- **Task to complete**
Tally the lines in the listing below that contain the string "sleeve", and reply with only that number.

## Start Entries

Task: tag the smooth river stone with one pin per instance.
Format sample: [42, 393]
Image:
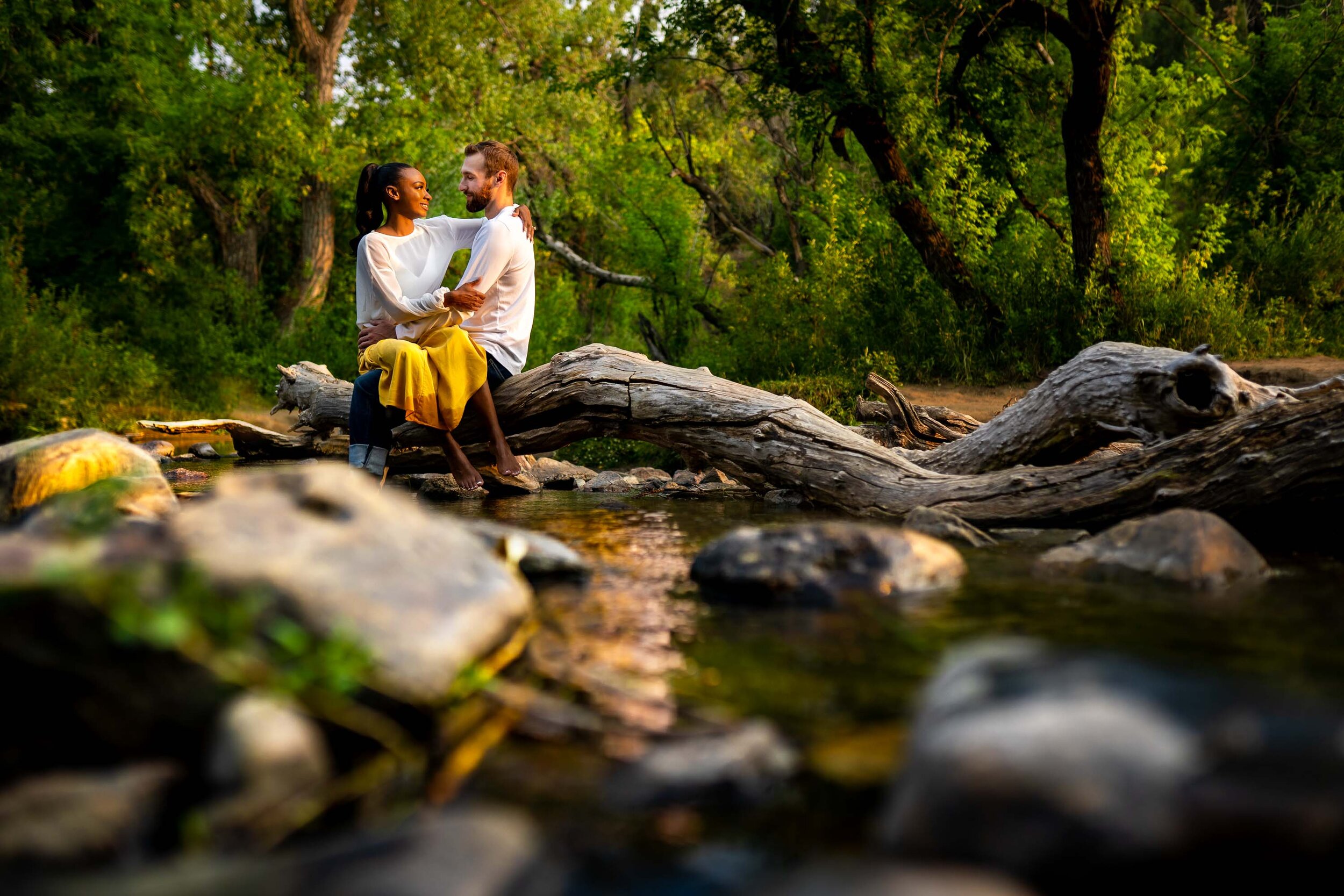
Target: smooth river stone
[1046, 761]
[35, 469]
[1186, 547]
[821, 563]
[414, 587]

## End Entries
## Start Entries

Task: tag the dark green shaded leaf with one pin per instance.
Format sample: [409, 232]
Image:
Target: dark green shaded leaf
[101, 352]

## End Entries
## Start Entries

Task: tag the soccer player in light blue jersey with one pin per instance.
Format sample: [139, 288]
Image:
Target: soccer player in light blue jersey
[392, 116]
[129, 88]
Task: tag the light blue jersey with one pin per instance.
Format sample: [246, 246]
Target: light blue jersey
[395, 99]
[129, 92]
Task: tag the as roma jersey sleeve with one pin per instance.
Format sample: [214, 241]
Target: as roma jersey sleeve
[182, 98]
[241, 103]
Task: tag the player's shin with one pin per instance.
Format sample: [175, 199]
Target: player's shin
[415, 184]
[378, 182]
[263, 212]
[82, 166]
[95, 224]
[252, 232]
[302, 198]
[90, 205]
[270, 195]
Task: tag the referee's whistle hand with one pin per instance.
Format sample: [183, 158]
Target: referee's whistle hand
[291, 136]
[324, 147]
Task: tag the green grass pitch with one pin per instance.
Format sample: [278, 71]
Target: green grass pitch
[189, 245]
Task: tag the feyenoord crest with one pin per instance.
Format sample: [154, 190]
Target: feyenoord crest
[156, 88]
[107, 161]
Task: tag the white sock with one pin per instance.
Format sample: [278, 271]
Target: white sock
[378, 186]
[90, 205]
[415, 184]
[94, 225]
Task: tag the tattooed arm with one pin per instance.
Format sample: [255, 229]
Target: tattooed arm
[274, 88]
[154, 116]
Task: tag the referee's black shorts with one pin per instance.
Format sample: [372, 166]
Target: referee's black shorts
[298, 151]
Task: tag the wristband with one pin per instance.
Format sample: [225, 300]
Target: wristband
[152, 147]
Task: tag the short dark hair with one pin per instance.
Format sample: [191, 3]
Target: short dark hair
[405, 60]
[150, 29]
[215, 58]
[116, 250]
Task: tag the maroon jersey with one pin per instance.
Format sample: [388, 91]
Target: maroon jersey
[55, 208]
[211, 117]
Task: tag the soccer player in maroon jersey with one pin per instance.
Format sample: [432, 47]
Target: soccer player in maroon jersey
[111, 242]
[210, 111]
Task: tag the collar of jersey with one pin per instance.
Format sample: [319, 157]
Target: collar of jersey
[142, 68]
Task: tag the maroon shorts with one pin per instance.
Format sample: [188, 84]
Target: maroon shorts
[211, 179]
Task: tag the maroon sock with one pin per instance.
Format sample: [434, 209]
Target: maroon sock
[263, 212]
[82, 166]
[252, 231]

## End Entries

- **Correct answer**
2